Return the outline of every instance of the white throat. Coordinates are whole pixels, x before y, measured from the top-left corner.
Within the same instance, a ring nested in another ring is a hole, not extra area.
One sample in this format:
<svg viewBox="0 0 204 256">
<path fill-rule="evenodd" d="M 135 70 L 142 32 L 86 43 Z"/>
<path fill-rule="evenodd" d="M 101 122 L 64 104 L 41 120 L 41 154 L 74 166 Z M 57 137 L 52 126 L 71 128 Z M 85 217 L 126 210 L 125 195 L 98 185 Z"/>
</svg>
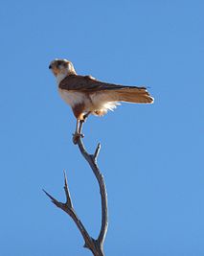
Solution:
<svg viewBox="0 0 204 256">
<path fill-rule="evenodd" d="M 61 81 L 67 77 L 67 75 L 68 74 L 66 74 L 66 73 L 57 74 L 57 76 L 56 77 L 57 84 L 59 84 L 61 82 Z"/>
</svg>

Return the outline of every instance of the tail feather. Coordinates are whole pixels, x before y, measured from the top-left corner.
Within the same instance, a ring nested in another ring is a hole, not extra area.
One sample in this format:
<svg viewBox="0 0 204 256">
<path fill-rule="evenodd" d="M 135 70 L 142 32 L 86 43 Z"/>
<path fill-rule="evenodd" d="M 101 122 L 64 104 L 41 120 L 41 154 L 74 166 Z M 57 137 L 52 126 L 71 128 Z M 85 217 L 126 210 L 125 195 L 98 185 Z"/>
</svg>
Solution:
<svg viewBox="0 0 204 256">
<path fill-rule="evenodd" d="M 127 102 L 135 104 L 152 104 L 153 98 L 145 88 L 124 88 L 116 90 L 119 102 Z"/>
</svg>

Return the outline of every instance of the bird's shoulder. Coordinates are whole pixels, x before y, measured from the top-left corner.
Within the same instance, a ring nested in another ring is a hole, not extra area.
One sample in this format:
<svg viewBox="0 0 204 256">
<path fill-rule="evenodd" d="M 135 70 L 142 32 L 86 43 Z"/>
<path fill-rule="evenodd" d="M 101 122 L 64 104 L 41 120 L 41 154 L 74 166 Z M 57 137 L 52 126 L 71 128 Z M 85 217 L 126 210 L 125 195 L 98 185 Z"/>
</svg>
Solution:
<svg viewBox="0 0 204 256">
<path fill-rule="evenodd" d="M 94 90 L 99 89 L 104 82 L 96 80 L 91 75 L 69 75 L 64 78 L 58 84 L 60 89 L 65 90 Z"/>
</svg>

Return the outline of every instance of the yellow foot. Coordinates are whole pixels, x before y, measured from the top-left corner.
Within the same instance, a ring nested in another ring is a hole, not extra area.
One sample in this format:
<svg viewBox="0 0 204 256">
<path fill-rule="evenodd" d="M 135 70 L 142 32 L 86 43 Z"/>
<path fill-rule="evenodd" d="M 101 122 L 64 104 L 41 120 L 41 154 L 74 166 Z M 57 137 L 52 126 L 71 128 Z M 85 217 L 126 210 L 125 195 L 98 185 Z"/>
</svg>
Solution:
<svg viewBox="0 0 204 256">
<path fill-rule="evenodd" d="M 80 137 L 83 138 L 84 135 L 81 134 L 81 133 L 79 133 L 79 132 L 75 132 L 75 133 L 73 134 L 73 138 L 72 138 L 73 143 L 74 143 L 74 144 L 77 144 L 77 143 L 78 143 L 78 140 L 79 140 Z"/>
</svg>

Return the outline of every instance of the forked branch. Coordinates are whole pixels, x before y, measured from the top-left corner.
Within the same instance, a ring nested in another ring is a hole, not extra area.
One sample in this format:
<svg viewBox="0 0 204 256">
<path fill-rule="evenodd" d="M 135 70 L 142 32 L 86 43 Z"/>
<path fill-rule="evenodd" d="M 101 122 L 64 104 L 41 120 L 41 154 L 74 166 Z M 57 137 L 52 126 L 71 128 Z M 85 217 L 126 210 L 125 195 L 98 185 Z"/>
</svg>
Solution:
<svg viewBox="0 0 204 256">
<path fill-rule="evenodd" d="M 81 124 L 82 126 L 82 124 Z M 107 194 L 106 194 L 106 188 L 103 176 L 102 173 L 100 172 L 99 166 L 97 164 L 97 158 L 99 156 L 101 145 L 100 143 L 97 146 L 97 149 L 94 152 L 94 154 L 90 154 L 85 150 L 85 147 L 82 143 L 81 137 L 79 137 L 77 140 L 77 145 L 79 146 L 79 149 L 85 158 L 85 160 L 89 163 L 89 166 L 91 167 L 95 177 L 97 178 L 97 181 L 99 183 L 100 187 L 100 194 L 101 194 L 101 202 L 102 202 L 102 224 L 101 224 L 101 230 L 99 233 L 98 238 L 95 240 L 93 239 L 89 233 L 87 232 L 86 228 L 77 216 L 75 209 L 72 204 L 71 196 L 68 188 L 67 183 L 67 177 L 64 172 L 64 192 L 66 196 L 66 202 L 59 202 L 53 196 L 51 196 L 49 193 L 47 193 L 45 190 L 45 194 L 51 198 L 52 202 L 56 204 L 58 208 L 66 212 L 72 220 L 77 224 L 79 230 L 80 231 L 80 234 L 83 237 L 84 240 L 84 247 L 90 249 L 95 256 L 104 256 L 103 252 L 103 243 L 105 239 L 105 235 L 107 232 L 107 226 L 108 226 L 108 215 L 107 215 Z"/>
</svg>

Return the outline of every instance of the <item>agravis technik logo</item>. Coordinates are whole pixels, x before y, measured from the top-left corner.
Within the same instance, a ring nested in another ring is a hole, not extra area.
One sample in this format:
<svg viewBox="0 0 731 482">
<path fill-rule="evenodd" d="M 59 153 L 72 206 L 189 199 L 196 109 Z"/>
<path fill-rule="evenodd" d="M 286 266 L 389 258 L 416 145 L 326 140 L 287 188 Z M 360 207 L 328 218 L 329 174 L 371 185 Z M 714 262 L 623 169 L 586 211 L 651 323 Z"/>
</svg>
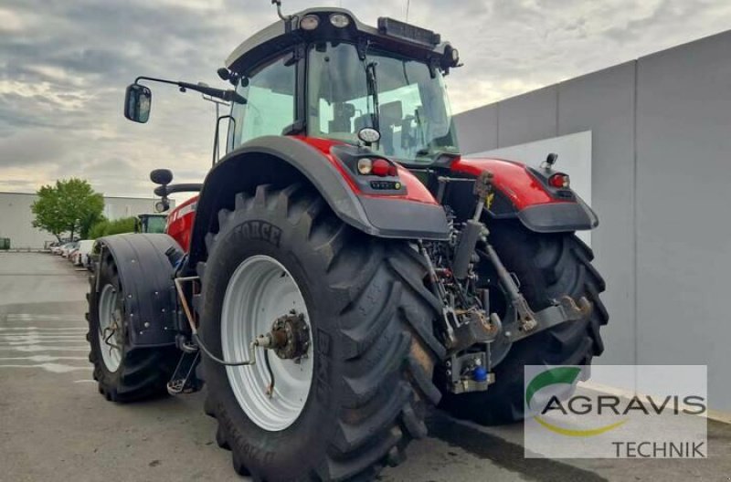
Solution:
<svg viewBox="0 0 731 482">
<path fill-rule="evenodd" d="M 526 457 L 707 456 L 705 366 L 588 370 L 525 367 Z"/>
</svg>

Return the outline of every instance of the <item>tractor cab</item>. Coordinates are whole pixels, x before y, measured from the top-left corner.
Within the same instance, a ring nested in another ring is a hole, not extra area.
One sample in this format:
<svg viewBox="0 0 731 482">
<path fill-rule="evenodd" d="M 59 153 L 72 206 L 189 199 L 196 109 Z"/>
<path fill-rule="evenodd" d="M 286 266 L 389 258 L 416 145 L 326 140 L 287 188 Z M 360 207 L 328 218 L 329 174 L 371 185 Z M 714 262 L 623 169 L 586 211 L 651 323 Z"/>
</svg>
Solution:
<svg viewBox="0 0 731 482">
<path fill-rule="evenodd" d="M 459 53 L 440 35 L 385 17 L 374 28 L 340 8 L 282 18 L 219 69 L 246 99 L 233 102 L 228 151 L 265 135 L 358 144 L 367 128 L 371 149 L 401 163 L 458 152 L 444 76 Z"/>
</svg>

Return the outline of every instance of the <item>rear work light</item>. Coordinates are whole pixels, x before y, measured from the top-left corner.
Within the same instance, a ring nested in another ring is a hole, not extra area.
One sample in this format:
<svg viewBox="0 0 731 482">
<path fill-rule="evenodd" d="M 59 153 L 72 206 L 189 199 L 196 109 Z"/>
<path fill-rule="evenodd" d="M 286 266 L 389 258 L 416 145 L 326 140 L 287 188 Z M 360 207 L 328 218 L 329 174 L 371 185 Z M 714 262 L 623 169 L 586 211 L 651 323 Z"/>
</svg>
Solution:
<svg viewBox="0 0 731 482">
<path fill-rule="evenodd" d="M 350 17 L 343 14 L 333 14 L 330 16 L 330 23 L 336 28 L 344 28 L 350 25 Z"/>
<path fill-rule="evenodd" d="M 304 16 L 300 21 L 300 28 L 302 30 L 314 30 L 320 25 L 320 17 L 315 15 Z"/>
<path fill-rule="evenodd" d="M 565 189 L 571 187 L 571 179 L 568 174 L 558 173 L 548 178 L 548 183 L 556 189 Z"/>
</svg>

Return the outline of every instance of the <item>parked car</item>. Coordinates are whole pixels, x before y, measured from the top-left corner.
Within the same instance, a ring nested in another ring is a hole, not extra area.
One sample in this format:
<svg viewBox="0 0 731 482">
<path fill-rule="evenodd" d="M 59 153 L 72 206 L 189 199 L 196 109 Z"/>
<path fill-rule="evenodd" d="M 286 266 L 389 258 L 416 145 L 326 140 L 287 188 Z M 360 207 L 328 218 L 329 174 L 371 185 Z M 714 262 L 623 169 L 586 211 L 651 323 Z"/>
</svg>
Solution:
<svg viewBox="0 0 731 482">
<path fill-rule="evenodd" d="M 61 247 L 61 256 L 64 257 L 69 257 L 69 255 L 71 254 L 71 251 L 77 247 L 79 247 L 79 241 L 66 243 L 63 247 Z"/>
<path fill-rule="evenodd" d="M 91 254 L 91 248 L 94 247 L 93 239 L 82 239 L 79 242 L 79 247 L 73 254 L 71 261 L 75 266 L 82 266 L 89 267 L 91 263 L 91 258 L 89 255 Z"/>
</svg>

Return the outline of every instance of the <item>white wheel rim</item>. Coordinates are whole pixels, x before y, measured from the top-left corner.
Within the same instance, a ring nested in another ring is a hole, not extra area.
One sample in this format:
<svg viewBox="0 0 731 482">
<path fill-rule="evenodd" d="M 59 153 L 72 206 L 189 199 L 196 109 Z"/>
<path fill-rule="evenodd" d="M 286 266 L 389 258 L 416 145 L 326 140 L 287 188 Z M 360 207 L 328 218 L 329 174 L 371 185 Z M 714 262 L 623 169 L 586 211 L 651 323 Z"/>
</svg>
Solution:
<svg viewBox="0 0 731 482">
<path fill-rule="evenodd" d="M 271 330 L 275 320 L 294 309 L 312 325 L 302 291 L 290 272 L 271 257 L 258 255 L 245 259 L 236 268 L 223 300 L 221 347 L 224 360 L 248 360 L 249 346 L 260 334 Z M 311 335 L 312 338 L 312 335 Z M 241 409 L 260 427 L 270 432 L 284 430 L 299 418 L 313 382 L 314 353 L 311 339 L 306 354 L 295 362 L 268 353 L 274 374 L 270 383 L 263 349 L 255 352 L 253 366 L 226 367 L 228 382 Z"/>
<path fill-rule="evenodd" d="M 122 363 L 119 336 L 122 330 L 122 311 L 117 304 L 117 288 L 106 285 L 99 299 L 99 349 L 101 360 L 111 372 Z M 114 345 L 114 346 L 112 346 Z"/>
</svg>

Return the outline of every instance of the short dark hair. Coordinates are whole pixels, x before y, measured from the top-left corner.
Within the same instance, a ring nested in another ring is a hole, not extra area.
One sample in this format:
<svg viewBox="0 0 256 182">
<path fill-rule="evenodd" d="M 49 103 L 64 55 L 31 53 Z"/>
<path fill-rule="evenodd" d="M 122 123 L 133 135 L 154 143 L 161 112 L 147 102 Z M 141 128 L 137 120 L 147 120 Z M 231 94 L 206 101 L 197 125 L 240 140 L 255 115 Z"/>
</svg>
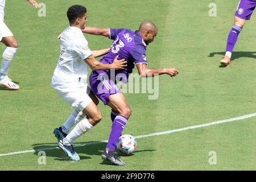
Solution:
<svg viewBox="0 0 256 182">
<path fill-rule="evenodd" d="M 77 18 L 82 18 L 87 12 L 86 8 L 81 5 L 73 5 L 68 10 L 67 16 L 70 23 L 73 23 Z"/>
</svg>

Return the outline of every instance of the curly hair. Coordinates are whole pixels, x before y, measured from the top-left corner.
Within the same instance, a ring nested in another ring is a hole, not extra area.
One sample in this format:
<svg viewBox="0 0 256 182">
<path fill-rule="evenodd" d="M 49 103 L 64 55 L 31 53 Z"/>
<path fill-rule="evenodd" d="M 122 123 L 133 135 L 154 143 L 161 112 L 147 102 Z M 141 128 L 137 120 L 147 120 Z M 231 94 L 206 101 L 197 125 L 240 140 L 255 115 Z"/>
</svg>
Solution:
<svg viewBox="0 0 256 182">
<path fill-rule="evenodd" d="M 68 10 L 67 16 L 70 23 L 73 23 L 77 18 L 82 18 L 87 12 L 85 7 L 81 5 L 73 5 Z"/>
</svg>

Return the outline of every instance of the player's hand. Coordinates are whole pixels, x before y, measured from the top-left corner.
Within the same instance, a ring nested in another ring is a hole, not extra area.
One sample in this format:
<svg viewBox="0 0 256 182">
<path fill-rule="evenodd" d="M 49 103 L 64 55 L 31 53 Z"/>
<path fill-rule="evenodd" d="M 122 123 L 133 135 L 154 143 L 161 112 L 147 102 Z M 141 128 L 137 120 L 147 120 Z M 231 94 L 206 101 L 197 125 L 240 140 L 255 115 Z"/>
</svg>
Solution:
<svg viewBox="0 0 256 182">
<path fill-rule="evenodd" d="M 58 36 L 57 37 L 57 39 L 60 39 L 60 38 L 61 37 L 62 34 L 63 34 L 63 31 L 62 31 L 62 32 L 60 33 L 60 34 L 58 35 Z"/>
<path fill-rule="evenodd" d="M 113 69 L 125 69 L 127 67 L 127 61 L 126 61 L 124 59 L 121 60 L 117 60 L 118 58 L 118 55 L 117 55 L 114 61 L 112 63 L 112 65 L 113 65 Z"/>
<path fill-rule="evenodd" d="M 168 74 L 171 77 L 176 76 L 179 74 L 179 71 L 175 68 L 167 68 L 167 71 Z"/>
<path fill-rule="evenodd" d="M 27 0 L 31 5 L 32 5 L 37 9 L 38 8 L 38 3 L 35 0 Z"/>
</svg>

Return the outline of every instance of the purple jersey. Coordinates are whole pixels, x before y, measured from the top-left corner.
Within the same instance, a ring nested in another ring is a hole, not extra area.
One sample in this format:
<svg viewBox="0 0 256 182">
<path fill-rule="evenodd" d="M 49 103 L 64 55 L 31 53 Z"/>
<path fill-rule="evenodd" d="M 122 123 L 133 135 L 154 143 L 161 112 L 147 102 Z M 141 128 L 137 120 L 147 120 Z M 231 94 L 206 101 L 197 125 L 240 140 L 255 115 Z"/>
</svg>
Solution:
<svg viewBox="0 0 256 182">
<path fill-rule="evenodd" d="M 115 71 L 115 76 L 118 73 L 123 73 L 128 79 L 135 64 L 147 64 L 146 56 L 146 45 L 138 32 L 125 28 L 110 28 L 109 38 L 114 40 L 109 53 L 100 61 L 105 64 L 112 64 L 115 56 L 118 59 L 124 59 L 127 61 L 127 67 L 125 69 Z M 97 71 L 98 73 L 106 73 L 110 76 L 110 71 Z M 117 79 L 119 80 L 117 78 Z M 127 80 L 121 80 L 123 82 Z"/>
</svg>

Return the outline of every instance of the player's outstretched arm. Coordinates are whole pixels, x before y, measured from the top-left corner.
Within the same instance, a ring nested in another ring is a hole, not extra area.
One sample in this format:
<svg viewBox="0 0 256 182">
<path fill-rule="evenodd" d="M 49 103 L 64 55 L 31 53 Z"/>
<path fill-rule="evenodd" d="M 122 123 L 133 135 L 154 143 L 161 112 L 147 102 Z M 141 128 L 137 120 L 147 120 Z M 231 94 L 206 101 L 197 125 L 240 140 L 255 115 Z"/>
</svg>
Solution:
<svg viewBox="0 0 256 182">
<path fill-rule="evenodd" d="M 123 59 L 118 60 L 117 60 L 118 58 L 118 56 L 115 57 L 112 64 L 104 64 L 98 61 L 95 59 L 93 55 L 89 56 L 84 61 L 89 65 L 92 71 L 125 69 L 127 67 L 127 61 Z"/>
<path fill-rule="evenodd" d="M 93 56 L 94 56 L 94 57 L 98 57 L 106 55 L 108 52 L 109 52 L 109 49 L 110 48 L 108 48 L 101 50 L 92 51 L 92 52 L 93 53 Z"/>
<path fill-rule="evenodd" d="M 102 35 L 109 38 L 109 28 L 86 27 L 82 30 L 82 32 L 85 34 Z"/>
<path fill-rule="evenodd" d="M 167 74 L 171 77 L 174 77 L 179 74 L 179 71 L 175 68 L 148 68 L 146 64 L 137 64 L 136 66 L 140 76 L 142 77 L 153 77 L 157 75 Z"/>
<path fill-rule="evenodd" d="M 35 0 L 27 0 L 31 5 L 32 5 L 36 9 L 38 8 L 38 3 Z"/>
</svg>

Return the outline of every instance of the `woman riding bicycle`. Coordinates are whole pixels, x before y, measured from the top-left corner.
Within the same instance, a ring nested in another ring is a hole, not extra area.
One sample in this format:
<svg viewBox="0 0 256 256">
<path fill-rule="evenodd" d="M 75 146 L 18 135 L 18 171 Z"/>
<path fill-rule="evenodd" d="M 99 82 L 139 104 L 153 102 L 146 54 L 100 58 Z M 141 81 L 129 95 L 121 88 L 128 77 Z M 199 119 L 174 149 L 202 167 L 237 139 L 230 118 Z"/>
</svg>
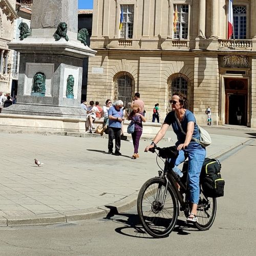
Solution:
<svg viewBox="0 0 256 256">
<path fill-rule="evenodd" d="M 187 156 L 191 210 L 187 218 L 187 222 L 195 223 L 197 221 L 197 208 L 200 191 L 199 177 L 206 153 L 204 147 L 192 140 L 193 137 L 200 139 L 200 136 L 195 116 L 192 112 L 184 108 L 186 100 L 185 96 L 181 93 L 177 92 L 173 95 L 170 100 L 173 111 L 167 114 L 161 129 L 151 144 L 146 147 L 145 152 L 146 152 L 154 147 L 164 136 L 169 125 L 172 125 L 177 136 L 178 141 L 176 143 L 176 145 L 179 151 L 177 158 L 172 159 L 172 163 L 174 165 L 173 170 L 182 177 L 183 173 L 178 166 L 185 161 Z M 186 133 L 185 135 L 182 133 L 180 125 Z"/>
</svg>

++++++++++++++++++++

* _YOUR OBJECTIVE_
Extract every line of the data above that contains the string "hair", matching case exactly.

* _EXERCISE OUTPUT_
Return the outline of every instance of the short dark hair. Coordinates are whole pixels, x before y, measured from the top-left corner.
Return the outline of every instance of the curly hair. Coordinates are whole pixels, x before y, measured from the top-left corner.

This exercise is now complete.